Text section |
--- START ---

LIVE REVIEW: Rock The Bells @ Shoreline Amphitheater

September 01. 2011 | By Jay Raco

The second stop of the behemoth hip-hop super show touched down this past weekend in the Bay Area, with arguably the best hip-hop lineup ever constructed. The day was filled with sets from artists just making a name for themselves to titans of the industry. On paper the lineup is so good, that I had to check it several times for clarity. Not only was Nas going to do Illmatic and Mobb Deep performing The Infamous, but Ghostface Killah and Raekwon were doing Only Built 4 Cuban Linx. If you were/are a fan of ’90s New York hip-hop, it couldn’t get any better unless B.I.G. rose from the grave to perform Ready to Die. These three albums all hold up incredibly well to this day and it was going to be interesting to see how the artists handled the material nearly 20 years after the release date. Besides that, hot newcomers like Curren$y, Big K.R.I.T., and Mac Miller also would be doing their thing. It was really too good to be true.

First the bad news: My current favorite MC, Curren$y broke his ankle and required surgery at last week’s show in LA, taking him off of the tour. Next came the immediate realization to everyone at the show that the two side stages were positioned next to each other so unless you were as far away as possible from the “other stage,” it would be difficult not to hear both acts performing at the same time. Artists became frustrated by the set up and at one point the GZA (awesome set and performance of the Wu-Tang Clan classic Liquid Swords) joked that “If we get louder, they are going to get louder, so I need you to make some noise, damn it!” At other points, artists went over their allotted time, so you had a tug-of-war happening. Black Moon was not ready to cede the spotlight to newcomer Big K.R.I.T., and after a while K.R.I.T.’s DJ started the set. The sound quality suffered and some artists were more peeved and thrown off than others, but there was something cool about looking over and seeing who was getting a better crowd response.

--- END ---

Problems to work on |
• a. In the concert review, what happened to Curren$y that took him off the tour?
• b. Resume the Rock The Bells concert review from where it stops.

Data below |
--- START ---

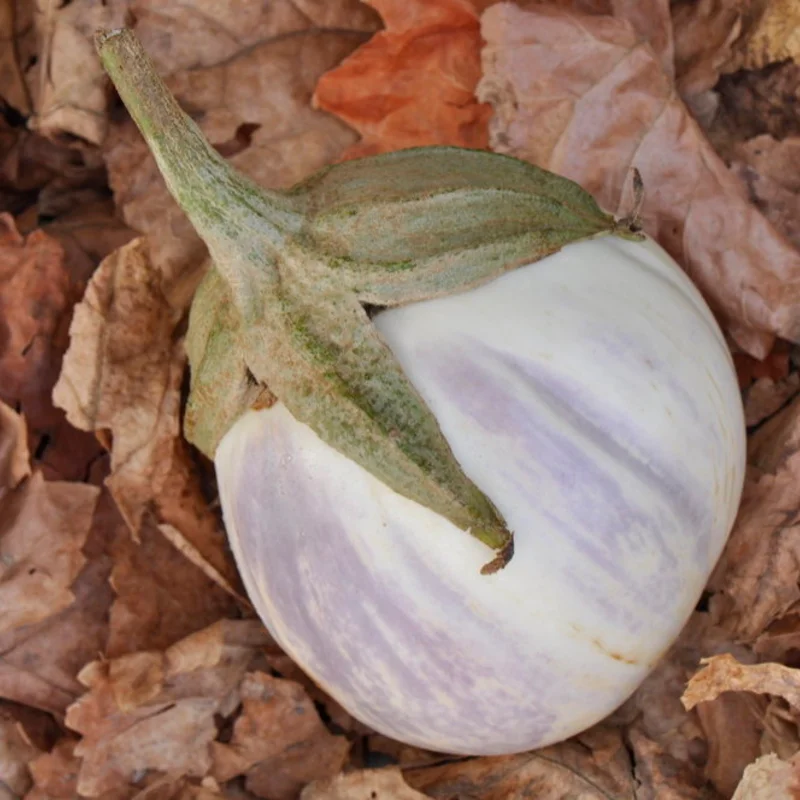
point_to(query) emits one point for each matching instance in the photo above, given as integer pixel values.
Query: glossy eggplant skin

--- END ---

Responses to the exercise |
• a. He broke his ankle and needed surgery at the previous week's show in LA.

• b.
Now the good stuff, and there was lots of it: The show was incredibly well-organized with everyone on their best behavior. I have to think the melee at the Raiders-Niners game had something to do with the excess police presence. Lines were orderly and there were plenty of options for concessions. The weather was perfect and the artists seemed genuinely excited to be there. Big K.R.I.T. rocked the stage with the songs from his 2011 mixtape Return of 4Eva. Nas was the highlight, running through Illmatic first with producer DJ Premiere spinning. Because the album is relatively short by today’s standards Nas was able to get into “Made You Look” and “Got Yourself a Gun.” The place was packed for his set. I’ve never seen the Shoreline more live for any artist, and I’ve seen Radiohead, The Smashing Pumpkins, and the Beastie Boys all in their primes there. It was a love fest with Nas declaring “Y’all are making me feel like I’m home!” At one point he brought out fellow Queens Bridge natives, and former rivals Mobb Deep on stage for “Your Beef is Mine.”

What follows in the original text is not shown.